> [DIRECTIONS FOR THIS TASK]
Could you print every line of the data below verbatim, with no changes?

> [Pointing dataset data]
┏━━
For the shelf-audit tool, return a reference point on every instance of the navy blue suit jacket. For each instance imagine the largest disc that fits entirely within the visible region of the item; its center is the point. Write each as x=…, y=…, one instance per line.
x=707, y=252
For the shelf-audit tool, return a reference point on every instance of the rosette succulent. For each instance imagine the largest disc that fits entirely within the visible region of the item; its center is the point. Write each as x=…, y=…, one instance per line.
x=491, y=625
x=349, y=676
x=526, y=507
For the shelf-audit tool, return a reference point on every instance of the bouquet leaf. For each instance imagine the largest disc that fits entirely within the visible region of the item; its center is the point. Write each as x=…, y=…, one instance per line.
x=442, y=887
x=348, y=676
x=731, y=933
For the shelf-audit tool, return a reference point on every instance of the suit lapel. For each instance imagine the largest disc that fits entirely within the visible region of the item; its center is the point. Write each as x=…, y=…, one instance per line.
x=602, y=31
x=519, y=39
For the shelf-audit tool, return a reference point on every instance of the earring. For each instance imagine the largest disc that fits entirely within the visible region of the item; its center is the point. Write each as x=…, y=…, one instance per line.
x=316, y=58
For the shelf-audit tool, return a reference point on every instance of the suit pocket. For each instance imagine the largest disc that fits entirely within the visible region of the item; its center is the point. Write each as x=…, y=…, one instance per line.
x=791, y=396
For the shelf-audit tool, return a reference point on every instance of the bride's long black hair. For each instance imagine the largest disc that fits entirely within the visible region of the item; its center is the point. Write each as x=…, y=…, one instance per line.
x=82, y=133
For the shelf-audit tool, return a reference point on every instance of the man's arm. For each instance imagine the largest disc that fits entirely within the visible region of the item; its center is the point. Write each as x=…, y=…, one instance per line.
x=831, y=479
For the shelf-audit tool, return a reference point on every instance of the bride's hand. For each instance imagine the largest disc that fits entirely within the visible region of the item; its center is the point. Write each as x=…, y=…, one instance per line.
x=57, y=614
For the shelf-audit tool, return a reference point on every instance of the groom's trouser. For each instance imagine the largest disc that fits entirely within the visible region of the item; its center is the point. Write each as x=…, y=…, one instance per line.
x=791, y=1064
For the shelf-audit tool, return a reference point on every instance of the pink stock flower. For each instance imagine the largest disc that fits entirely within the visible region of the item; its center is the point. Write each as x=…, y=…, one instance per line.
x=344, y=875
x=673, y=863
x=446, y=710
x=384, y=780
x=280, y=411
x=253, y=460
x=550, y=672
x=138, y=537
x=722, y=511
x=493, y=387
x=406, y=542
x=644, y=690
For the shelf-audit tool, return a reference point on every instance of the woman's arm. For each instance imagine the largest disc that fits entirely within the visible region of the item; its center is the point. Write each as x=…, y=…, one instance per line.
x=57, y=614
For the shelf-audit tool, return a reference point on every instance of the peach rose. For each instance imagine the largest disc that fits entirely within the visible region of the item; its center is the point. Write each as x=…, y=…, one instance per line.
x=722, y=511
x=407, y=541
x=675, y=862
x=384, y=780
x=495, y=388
┗━━
> [FULL RESPONSE]
For the shelf-audit tool, return a reference point on every instance of the navy blue suit jacket. For each instance imagine the largest disc that fits entirely within the visible region of the item; its center is the point. Write each as x=…, y=…, one instance per line.
x=707, y=252
For the shelf-audit tool, return a reference point on every instance of the rosette succulent. For each instance imagine the largest disc that fits entirely within the visible region of the item; its center is the point. Write each as x=…, y=…, one instance per line.
x=491, y=625
x=349, y=676
x=526, y=507
For the shelf-audit tool, return a reference point on every instance of the bouquet leaf. For each instance imagine the largest disc that fits entirely within the visible region of the item; its center is the point. Write each as x=…, y=…, one instance per line.
x=442, y=887
x=348, y=676
x=731, y=933
For the shelf-audit tool, return a reference point on every instance of the suit lapel. For each instance imagine the largest disc that fits entirely within the visible region of the item; its center is the point. Write each as x=…, y=…, one instance per line.
x=602, y=31
x=519, y=39
For the shelf-audit tool, return a reference point on every instance of the earring. For each instance imagine the largest disc that fits entirely within the visible region of the item; its center is the point. Write each as x=…, y=…, one instance per line.
x=316, y=58
For the shelf-audit tool, return a reference point on every instance of the suit pocket. For each instance imagine the largest disc that fits entirely within the visible region of the item; its center is the point. Write each as x=…, y=…, one instance per line.
x=791, y=396
For the shelf-audit tool, return a reference point on every instance of the bride's long black hair. For each instance imagine the largest disc that fits entirely within the visible region of the item; its center is the point. Write each as x=…, y=…, one instance per line.
x=82, y=133
For the shelf-audit tool, return a reference point on every instance of the man's arm. For each instance imagine the largest disc that fits entirely within the visible region of the item; its center is the point. Write each as x=…, y=…, one instance per line.
x=831, y=479
For the shelf-audit tool, return a reference point on every instance of the bride's hand. For each instance imagine the largest disc that fits entirely within the visible region of the item; its center is the point. Write each as x=…, y=…, one instance per line.
x=57, y=614
For the shelf-audit tool, return a reference point on every instance of the groom's trouser. For each instance imagine the largest disc that fits entirely within the visible region of the item; its center is the point. Write each as x=…, y=…, one instance per line.
x=791, y=1064
For the shelf-audit tool, return a reference point on every instance of the pink stock flower. For each instance imagine the largest disc that fits entirely within the visible region of the item; its center is the point. Write each as x=…, y=…, one instance per line.
x=344, y=875
x=673, y=863
x=446, y=710
x=384, y=780
x=280, y=411
x=253, y=460
x=550, y=672
x=138, y=537
x=722, y=511
x=493, y=387
x=406, y=542
x=644, y=690
For the shelf-audit tool, return a reference point on every instance of the woman's arm. For each instance imagine the largest disc that fits entirely within the visible region of the item; its center is the point. Write each as x=…, y=…, one instance per line.
x=57, y=614
For the shelf-audit tool, return a reference point on every instance of the peach rose. For each instance imagine the largest disc that fits entirely within the visible region of the item; its center is the point. Write each as x=…, y=…, one instance per line.
x=722, y=511
x=407, y=541
x=675, y=862
x=384, y=780
x=495, y=388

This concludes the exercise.